-- Given task --
In the data below, find the line containing "point_to(query) locates a point on each instance of the notebook"; reproduce that line and all subsequent lines exactly, and nothing else.

-- Items --
+++++

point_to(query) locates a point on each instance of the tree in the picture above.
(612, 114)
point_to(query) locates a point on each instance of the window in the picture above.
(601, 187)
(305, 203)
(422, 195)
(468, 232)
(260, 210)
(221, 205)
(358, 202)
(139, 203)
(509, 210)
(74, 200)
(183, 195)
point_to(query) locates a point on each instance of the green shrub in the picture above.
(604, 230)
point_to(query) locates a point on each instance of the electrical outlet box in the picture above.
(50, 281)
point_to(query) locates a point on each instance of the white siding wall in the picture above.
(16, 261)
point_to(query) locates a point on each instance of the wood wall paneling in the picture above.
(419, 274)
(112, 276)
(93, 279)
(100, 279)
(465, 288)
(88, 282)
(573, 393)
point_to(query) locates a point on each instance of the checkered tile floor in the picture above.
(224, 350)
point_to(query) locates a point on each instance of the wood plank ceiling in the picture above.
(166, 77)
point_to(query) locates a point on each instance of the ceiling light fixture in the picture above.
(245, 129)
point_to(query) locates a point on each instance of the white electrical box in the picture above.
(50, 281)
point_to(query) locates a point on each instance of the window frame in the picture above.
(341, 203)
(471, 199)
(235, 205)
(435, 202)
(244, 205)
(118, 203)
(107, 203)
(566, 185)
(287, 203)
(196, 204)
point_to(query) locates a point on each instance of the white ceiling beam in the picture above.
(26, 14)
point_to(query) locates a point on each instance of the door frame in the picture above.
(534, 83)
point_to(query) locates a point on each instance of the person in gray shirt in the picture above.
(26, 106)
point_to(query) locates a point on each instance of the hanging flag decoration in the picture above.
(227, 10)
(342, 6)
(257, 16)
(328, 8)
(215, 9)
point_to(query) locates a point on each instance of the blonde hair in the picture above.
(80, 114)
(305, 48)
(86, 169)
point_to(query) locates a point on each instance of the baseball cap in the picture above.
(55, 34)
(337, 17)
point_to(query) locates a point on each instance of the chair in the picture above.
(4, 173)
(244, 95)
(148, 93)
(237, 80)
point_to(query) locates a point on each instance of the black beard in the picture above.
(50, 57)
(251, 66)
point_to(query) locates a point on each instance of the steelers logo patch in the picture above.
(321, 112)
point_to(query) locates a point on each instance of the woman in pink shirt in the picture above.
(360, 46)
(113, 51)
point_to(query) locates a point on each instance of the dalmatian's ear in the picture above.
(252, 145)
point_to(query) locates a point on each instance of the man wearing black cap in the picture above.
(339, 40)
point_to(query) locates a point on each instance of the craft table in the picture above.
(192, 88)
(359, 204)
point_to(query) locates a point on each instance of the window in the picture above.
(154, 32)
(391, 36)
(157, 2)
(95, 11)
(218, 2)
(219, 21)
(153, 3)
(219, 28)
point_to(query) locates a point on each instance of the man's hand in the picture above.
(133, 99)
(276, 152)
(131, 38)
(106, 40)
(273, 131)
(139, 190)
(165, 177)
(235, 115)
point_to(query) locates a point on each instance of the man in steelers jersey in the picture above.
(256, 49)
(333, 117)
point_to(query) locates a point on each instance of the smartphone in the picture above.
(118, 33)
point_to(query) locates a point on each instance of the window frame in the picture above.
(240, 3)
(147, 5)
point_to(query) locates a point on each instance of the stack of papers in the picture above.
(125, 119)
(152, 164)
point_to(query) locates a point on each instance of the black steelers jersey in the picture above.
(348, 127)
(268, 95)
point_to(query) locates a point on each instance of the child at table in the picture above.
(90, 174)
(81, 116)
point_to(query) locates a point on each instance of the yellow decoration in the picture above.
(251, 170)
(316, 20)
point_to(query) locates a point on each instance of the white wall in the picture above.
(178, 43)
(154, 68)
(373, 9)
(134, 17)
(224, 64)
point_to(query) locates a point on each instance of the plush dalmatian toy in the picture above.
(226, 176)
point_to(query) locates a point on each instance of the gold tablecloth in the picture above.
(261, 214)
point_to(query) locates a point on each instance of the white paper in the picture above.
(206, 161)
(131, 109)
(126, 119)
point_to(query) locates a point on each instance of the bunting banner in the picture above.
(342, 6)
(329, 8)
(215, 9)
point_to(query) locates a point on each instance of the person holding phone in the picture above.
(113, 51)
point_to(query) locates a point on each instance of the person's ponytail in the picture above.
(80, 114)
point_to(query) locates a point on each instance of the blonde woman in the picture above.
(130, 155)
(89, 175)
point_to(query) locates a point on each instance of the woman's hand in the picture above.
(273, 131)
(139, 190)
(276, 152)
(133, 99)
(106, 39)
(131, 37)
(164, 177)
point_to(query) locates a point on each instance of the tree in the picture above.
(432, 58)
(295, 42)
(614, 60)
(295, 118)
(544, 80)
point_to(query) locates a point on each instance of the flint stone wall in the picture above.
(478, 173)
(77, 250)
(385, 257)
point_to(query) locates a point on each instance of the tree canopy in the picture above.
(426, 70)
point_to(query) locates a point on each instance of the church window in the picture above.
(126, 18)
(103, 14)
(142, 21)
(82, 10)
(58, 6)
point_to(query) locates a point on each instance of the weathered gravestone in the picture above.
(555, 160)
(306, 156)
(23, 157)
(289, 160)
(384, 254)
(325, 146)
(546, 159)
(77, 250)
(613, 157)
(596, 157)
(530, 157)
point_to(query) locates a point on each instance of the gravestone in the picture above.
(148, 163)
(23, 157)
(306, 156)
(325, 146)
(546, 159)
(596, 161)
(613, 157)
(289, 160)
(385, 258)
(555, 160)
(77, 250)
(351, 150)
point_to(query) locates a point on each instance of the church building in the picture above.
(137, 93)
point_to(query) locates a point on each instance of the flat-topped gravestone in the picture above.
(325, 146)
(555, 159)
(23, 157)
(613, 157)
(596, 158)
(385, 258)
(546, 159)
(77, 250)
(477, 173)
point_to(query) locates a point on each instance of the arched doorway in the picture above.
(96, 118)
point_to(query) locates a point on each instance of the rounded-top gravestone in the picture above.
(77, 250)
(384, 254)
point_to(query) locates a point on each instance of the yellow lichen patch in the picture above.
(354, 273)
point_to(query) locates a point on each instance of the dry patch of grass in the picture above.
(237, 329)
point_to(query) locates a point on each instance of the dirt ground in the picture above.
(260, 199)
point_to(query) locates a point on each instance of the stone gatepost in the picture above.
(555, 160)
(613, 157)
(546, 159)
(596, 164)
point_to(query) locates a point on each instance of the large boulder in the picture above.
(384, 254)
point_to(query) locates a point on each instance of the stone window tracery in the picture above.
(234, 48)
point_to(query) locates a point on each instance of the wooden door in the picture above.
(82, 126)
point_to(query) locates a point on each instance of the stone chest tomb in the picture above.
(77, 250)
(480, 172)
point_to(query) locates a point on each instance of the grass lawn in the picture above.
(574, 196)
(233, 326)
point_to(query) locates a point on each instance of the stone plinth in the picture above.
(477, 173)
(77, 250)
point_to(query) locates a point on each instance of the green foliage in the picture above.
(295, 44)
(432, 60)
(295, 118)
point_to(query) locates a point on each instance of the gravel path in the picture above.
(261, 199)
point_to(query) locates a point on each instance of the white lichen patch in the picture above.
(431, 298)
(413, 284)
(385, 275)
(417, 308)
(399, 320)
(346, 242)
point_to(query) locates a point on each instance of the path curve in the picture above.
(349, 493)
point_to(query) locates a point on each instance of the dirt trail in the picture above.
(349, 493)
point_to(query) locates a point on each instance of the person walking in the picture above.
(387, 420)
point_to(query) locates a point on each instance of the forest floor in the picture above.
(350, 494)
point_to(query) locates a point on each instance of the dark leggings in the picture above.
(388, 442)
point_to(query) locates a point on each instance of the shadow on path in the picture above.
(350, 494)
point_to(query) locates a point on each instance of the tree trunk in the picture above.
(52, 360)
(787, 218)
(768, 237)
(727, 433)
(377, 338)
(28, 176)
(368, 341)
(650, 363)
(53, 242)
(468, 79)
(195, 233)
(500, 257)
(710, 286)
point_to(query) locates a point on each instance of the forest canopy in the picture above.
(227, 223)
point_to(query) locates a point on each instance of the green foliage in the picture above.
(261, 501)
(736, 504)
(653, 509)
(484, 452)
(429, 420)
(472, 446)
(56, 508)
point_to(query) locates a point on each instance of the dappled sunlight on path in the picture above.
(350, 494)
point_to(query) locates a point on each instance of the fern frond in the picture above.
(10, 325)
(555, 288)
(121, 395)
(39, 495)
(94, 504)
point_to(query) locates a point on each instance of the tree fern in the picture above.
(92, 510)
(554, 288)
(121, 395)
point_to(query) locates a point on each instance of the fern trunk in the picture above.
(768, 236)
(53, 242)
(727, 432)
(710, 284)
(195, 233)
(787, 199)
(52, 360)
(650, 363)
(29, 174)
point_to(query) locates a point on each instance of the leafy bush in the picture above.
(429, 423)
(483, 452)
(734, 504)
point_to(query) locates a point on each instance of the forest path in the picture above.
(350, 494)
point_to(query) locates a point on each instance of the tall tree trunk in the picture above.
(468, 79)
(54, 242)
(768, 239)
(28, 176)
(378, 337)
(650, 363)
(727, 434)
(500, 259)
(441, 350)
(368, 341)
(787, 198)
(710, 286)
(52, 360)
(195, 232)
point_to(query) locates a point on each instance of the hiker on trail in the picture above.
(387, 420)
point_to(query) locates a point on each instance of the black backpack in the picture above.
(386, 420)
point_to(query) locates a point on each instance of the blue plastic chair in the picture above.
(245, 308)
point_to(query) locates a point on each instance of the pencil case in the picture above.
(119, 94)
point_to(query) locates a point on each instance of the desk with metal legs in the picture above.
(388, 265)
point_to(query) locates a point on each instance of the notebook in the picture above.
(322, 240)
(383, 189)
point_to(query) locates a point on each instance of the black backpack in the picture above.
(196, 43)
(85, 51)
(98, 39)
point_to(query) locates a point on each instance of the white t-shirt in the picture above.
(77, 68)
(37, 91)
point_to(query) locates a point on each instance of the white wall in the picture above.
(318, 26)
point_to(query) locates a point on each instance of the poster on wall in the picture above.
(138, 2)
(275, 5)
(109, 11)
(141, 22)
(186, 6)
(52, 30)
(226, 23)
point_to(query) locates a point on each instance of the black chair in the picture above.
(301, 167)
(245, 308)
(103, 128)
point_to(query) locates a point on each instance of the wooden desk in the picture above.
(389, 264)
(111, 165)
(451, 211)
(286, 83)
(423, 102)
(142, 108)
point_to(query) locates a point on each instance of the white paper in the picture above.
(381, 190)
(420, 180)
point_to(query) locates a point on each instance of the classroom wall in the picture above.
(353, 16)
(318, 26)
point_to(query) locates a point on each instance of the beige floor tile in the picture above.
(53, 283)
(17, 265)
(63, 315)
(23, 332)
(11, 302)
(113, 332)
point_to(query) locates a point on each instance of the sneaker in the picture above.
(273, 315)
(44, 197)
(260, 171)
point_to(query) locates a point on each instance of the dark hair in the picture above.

+++++

-- Expected output --
point_to(query) locates a point on each instance of the notebook in the picture above.
(322, 240)
(383, 189)
point_to(query) locates a point on each instance of the black backpack in the picture above.
(196, 43)
(85, 51)
(98, 39)
point_to(query) locates a point on each instance of the white t-shirt in the picture above.
(77, 68)
(37, 91)
point_to(query) locates a point on each instance of the white wall in the picture above.
(318, 26)
point_to(query) locates a point on each instance of the poster on wall in the picture above.
(138, 2)
(275, 5)
(109, 11)
(141, 22)
(186, 6)
(52, 30)
(226, 23)
point_to(query) locates a point on each instance of the black chair in the picture above.
(301, 167)
(245, 308)
(103, 128)
point_to(query) locates a point on each instance of the wooden desk in the picture above.
(389, 264)
(111, 165)
(451, 211)
(286, 83)
(423, 102)
(142, 108)
point_to(query) locates a point on each instance of the white paper in the picture above.
(381, 190)
(420, 180)
point_to(query) locates a point on each instance of the classroom wall in the picture above.
(353, 16)
(318, 26)
point_to(query) locates a point on each instance of the beige floor tile in the picture above.
(53, 283)
(17, 265)
(63, 315)
(23, 332)
(11, 302)
(113, 332)
point_to(query) locates a point on each instance of the sneaker in the picture above.
(273, 315)
(44, 197)
(260, 171)
point_to(query) locates a point on each instance of the dark hair in the picture above.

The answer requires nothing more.